INPUT MATERIAL:

============

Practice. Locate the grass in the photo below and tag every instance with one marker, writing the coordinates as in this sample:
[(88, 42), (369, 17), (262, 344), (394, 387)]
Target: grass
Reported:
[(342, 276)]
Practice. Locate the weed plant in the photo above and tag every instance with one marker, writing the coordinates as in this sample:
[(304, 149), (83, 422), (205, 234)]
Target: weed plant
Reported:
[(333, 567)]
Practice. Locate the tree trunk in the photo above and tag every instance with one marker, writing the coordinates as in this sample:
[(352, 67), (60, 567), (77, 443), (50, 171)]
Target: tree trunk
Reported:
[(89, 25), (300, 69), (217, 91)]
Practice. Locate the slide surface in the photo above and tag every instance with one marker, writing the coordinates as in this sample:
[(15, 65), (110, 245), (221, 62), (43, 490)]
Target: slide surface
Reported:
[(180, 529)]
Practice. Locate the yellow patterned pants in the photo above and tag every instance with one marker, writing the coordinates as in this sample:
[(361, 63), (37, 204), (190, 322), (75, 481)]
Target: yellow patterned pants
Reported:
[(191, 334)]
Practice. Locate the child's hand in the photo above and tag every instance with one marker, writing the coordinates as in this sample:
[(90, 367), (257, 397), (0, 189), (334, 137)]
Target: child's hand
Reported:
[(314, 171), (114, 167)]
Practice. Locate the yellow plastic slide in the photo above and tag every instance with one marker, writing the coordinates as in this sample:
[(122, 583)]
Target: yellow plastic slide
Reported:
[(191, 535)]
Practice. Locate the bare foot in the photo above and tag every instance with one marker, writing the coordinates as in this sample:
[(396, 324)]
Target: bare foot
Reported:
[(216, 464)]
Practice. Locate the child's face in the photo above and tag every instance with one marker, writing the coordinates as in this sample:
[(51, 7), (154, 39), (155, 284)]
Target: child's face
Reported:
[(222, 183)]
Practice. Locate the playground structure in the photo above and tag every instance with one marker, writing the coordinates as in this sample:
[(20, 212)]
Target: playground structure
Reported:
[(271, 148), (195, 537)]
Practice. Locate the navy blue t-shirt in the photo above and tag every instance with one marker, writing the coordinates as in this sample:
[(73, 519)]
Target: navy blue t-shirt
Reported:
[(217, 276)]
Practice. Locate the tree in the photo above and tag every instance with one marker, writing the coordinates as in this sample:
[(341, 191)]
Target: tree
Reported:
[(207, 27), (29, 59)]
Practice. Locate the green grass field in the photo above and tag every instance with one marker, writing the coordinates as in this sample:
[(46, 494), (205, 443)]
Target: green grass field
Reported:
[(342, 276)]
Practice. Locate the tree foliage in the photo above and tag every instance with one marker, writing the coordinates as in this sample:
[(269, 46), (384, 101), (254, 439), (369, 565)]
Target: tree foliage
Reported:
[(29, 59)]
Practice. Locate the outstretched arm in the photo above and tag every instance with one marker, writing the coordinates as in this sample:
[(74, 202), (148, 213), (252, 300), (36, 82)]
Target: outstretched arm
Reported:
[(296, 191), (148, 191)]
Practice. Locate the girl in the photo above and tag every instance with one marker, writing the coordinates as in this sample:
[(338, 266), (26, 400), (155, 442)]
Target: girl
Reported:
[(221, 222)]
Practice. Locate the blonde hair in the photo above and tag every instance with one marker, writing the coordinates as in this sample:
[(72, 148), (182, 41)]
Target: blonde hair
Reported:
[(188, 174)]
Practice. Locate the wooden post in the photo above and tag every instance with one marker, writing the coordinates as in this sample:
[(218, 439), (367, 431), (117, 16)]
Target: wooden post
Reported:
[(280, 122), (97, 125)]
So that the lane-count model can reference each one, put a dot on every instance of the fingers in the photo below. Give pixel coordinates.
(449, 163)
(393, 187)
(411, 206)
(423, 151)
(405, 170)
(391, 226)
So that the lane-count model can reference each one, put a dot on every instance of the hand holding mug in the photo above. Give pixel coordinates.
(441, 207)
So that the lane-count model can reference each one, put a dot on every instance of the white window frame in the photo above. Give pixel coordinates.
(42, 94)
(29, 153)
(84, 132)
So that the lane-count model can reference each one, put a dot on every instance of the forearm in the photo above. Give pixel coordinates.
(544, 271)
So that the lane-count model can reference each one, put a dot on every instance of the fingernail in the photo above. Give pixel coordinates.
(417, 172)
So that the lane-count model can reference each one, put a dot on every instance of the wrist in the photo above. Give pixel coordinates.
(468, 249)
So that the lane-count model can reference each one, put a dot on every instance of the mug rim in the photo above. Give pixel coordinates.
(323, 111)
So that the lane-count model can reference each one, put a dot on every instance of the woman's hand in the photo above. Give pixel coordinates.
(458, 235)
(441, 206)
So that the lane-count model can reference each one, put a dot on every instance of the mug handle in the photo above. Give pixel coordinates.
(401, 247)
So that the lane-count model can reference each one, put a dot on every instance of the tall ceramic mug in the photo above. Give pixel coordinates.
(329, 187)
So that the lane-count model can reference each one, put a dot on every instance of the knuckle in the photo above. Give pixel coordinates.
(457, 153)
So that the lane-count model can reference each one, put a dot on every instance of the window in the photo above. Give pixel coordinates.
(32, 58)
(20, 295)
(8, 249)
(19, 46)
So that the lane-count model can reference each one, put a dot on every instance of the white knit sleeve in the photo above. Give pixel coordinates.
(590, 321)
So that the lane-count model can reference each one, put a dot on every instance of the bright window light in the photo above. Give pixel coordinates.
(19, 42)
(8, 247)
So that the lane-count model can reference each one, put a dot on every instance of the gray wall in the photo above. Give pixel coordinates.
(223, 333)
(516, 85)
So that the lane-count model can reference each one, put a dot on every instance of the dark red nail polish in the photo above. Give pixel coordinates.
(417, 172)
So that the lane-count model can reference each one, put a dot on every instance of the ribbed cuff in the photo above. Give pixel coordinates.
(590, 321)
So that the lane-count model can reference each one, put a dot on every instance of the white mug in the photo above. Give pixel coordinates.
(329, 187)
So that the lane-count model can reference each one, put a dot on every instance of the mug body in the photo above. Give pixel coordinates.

============

HOW TO COMPLETE THIS TASK: All lines of the material that contain the string "plastic" are to be copied.

REPLY TO THE TASK:
Practice. Locate the yellow plastic slide in the photo above and tag every instance with one marker, writing the coordinates as in this sample:
Target: yellow plastic slide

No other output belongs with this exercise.